→ **YOUR INSTRUCTIONS**
When you reach the line containing "Can you see the red" in the entries below, repeat it and each line after it exactly until the entries end.

(Collection entries)
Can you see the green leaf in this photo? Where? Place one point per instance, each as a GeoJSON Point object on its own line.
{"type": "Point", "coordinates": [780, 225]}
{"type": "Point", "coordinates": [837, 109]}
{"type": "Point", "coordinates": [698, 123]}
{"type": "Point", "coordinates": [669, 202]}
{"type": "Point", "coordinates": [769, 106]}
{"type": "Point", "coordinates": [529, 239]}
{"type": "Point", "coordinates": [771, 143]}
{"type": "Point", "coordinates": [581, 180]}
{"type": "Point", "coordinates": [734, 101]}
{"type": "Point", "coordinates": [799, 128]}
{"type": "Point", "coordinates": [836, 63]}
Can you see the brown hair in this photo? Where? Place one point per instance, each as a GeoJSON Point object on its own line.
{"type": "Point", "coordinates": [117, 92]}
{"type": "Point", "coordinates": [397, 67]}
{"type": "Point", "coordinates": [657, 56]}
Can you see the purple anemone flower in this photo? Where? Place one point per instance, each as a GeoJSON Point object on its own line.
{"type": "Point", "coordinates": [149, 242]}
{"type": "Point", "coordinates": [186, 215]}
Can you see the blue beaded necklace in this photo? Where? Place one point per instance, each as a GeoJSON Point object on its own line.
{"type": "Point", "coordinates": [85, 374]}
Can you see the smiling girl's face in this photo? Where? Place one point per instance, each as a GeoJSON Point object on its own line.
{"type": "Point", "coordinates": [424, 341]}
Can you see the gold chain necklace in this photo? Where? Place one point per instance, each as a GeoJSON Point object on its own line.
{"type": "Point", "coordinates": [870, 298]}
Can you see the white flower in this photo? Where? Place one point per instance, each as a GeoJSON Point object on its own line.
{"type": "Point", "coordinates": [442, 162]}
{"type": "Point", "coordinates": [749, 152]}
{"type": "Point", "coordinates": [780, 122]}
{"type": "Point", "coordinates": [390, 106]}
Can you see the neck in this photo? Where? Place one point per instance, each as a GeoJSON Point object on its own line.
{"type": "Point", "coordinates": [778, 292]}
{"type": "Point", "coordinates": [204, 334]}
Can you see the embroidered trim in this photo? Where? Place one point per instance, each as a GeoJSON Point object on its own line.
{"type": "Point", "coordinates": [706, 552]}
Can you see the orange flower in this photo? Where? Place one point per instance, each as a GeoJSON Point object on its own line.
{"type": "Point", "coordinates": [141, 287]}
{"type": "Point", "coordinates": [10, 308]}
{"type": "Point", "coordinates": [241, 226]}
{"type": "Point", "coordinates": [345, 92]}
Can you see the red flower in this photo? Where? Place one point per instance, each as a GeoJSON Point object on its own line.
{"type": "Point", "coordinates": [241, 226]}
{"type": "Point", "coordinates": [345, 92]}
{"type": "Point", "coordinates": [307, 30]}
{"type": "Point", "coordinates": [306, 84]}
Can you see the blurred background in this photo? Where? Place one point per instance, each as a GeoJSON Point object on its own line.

→ **RESPONSE AREA**
Can you see the red flower in this photo? Where? Place one point per instance, each as a GeoJSON Point object on its own line.
{"type": "Point", "coordinates": [241, 226]}
{"type": "Point", "coordinates": [345, 92]}
{"type": "Point", "coordinates": [307, 30]}
{"type": "Point", "coordinates": [306, 84]}
Can you see the blurred background in this photo? Where? Place one point per instance, each as a GeoJSON Point object on its own line.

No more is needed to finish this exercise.